** START **
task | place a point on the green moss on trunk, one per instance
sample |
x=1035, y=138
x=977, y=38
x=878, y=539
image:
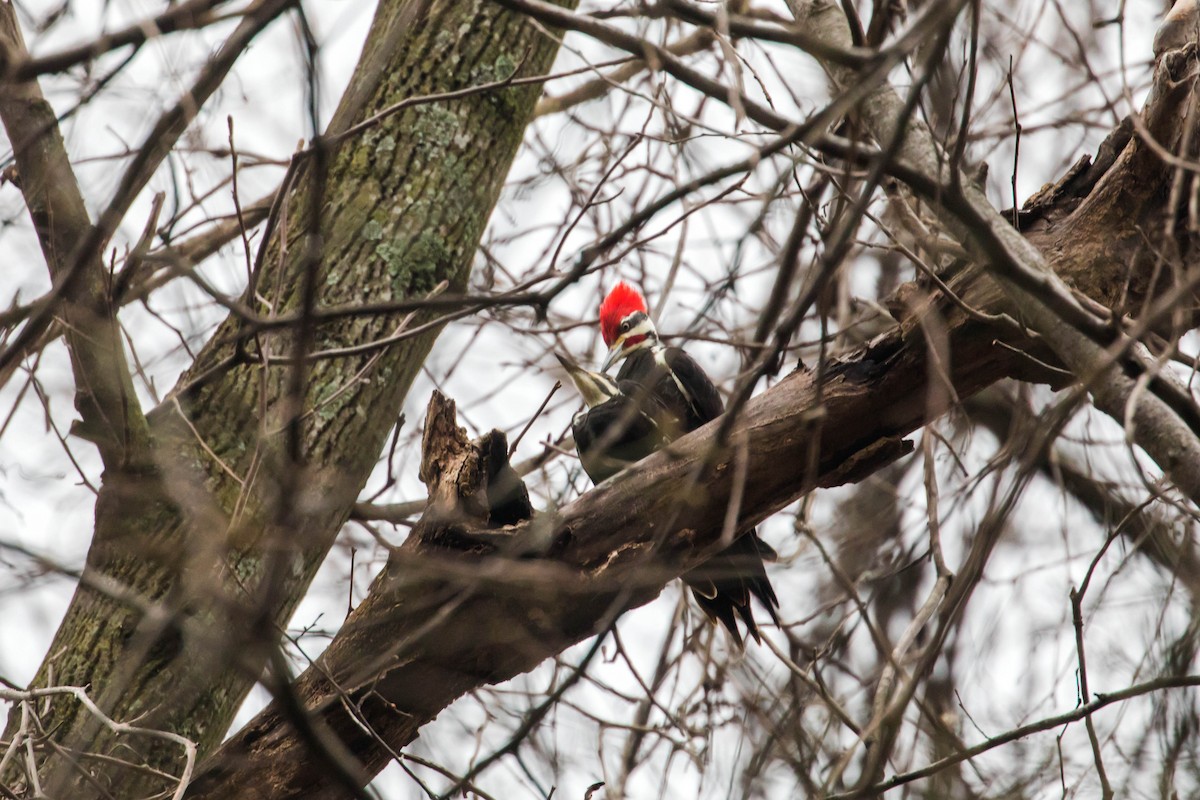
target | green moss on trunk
x=215, y=535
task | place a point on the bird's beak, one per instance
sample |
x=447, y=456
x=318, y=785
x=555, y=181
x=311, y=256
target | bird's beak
x=615, y=353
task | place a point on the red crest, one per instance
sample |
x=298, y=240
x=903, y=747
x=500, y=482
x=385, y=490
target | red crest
x=621, y=302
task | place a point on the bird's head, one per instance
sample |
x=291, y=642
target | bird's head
x=594, y=388
x=624, y=323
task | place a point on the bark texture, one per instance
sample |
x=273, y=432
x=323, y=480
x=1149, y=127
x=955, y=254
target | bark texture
x=439, y=623
x=202, y=552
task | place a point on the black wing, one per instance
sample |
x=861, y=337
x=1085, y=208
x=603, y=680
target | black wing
x=725, y=583
x=678, y=383
x=615, y=434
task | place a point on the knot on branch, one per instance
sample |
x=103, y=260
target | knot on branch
x=473, y=487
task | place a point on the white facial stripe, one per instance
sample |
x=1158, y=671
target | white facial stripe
x=645, y=328
x=595, y=389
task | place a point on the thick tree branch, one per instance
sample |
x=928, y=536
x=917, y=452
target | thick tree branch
x=445, y=624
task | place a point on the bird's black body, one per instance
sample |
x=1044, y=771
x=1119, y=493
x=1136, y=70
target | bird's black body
x=677, y=383
x=621, y=431
x=723, y=584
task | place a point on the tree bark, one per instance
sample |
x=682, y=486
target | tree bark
x=438, y=624
x=256, y=461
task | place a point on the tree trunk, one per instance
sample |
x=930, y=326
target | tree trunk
x=436, y=626
x=201, y=555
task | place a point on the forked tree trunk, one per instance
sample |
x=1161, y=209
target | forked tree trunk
x=255, y=467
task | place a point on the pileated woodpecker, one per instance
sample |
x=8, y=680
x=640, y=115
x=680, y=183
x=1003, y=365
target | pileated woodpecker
x=621, y=425
x=660, y=394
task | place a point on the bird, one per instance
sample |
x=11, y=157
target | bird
x=618, y=426
x=677, y=396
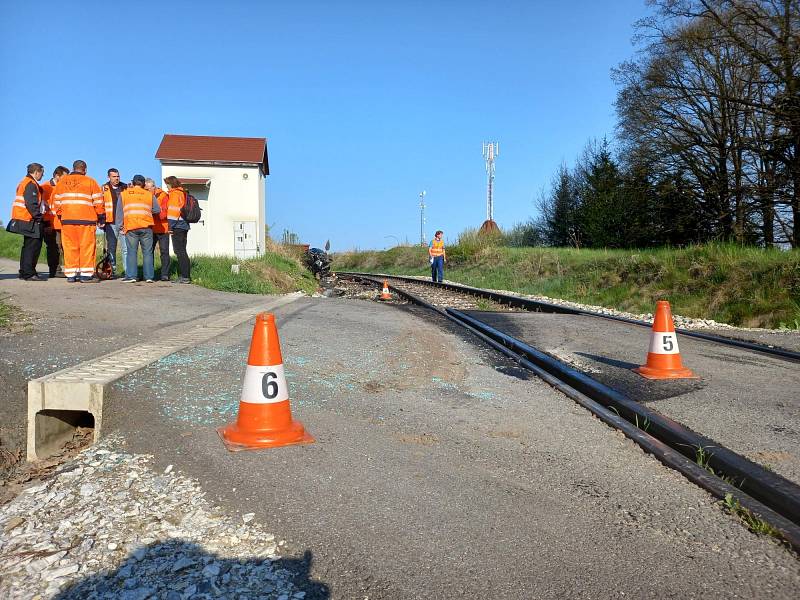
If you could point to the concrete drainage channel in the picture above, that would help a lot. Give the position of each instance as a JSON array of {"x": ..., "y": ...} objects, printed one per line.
** END **
§ Your task:
Rewrite all of the records above, substituting "mark" for each occurrence of "place a point on" and keeping everything else the same. Leave the pictures out of your answer.

§ Result of the exercise:
task | mark the green moss on trunk, one per instance
sample |
x=1035, y=138
x=977, y=38
x=878, y=539
image:
target | green moss on trunk
x=215, y=535
task | mark the bird's beak, one per instance
sample |
x=447, y=456
x=318, y=785
x=555, y=181
x=311, y=256
target | bird's beak
x=615, y=353
task | mark the red crest, one per instance
sample |
x=298, y=240
x=903, y=747
x=500, y=482
x=385, y=490
target | red crest
x=621, y=302
task | mark the bird's head, one per instance
sample |
x=291, y=642
target | bird's head
x=594, y=388
x=624, y=323
task | mark the bark texture, one per instance
sample |
x=273, y=432
x=323, y=480
x=1149, y=127
x=955, y=254
target | bark texture
x=439, y=623
x=202, y=552
task | mark the black wing, one per instance
sample |
x=861, y=337
x=1085, y=208
x=603, y=680
target | black wing
x=725, y=583
x=678, y=383
x=615, y=434
task | mark the knot on branch, one per instance
sample |
x=103, y=260
target | knot on branch
x=473, y=487
task | mark the white facial stripe, one per instance
sample |
x=1158, y=671
target | white facial stripe
x=645, y=328
x=595, y=389
task | mark the thick tree branch, one per instance
sample |
x=928, y=536
x=917, y=452
target | thick tree branch
x=445, y=624
task | mark the bird's black body, one per instance
sample |
x=1044, y=771
x=1119, y=493
x=1136, y=70
target | bird's black body
x=677, y=383
x=621, y=431
x=723, y=584
task | mark the tree bark, one per instance
sample |
x=682, y=486
target | tree bark
x=438, y=624
x=256, y=461
task | mark the tree trunk, one per instance
sample |
x=930, y=326
target | tree trunk
x=436, y=626
x=201, y=555
task | mark the forked tree trunk, one per instance
sample |
x=1161, y=209
target | forked tree trunk
x=255, y=467
task | mark the pileated woodpecker, one per instance
sample |
x=8, y=680
x=640, y=115
x=680, y=183
x=1003, y=365
target | pileated woodpecker
x=621, y=425
x=660, y=394
task | mark the bird, one per instance
sample |
x=11, y=157
target | bird
x=618, y=426
x=677, y=396
If you could point to the concrete drainage channel in the picture above, that would help a lot. Give the position of each instance as a JSON array of {"x": ..., "y": ...} objects, printed one per line.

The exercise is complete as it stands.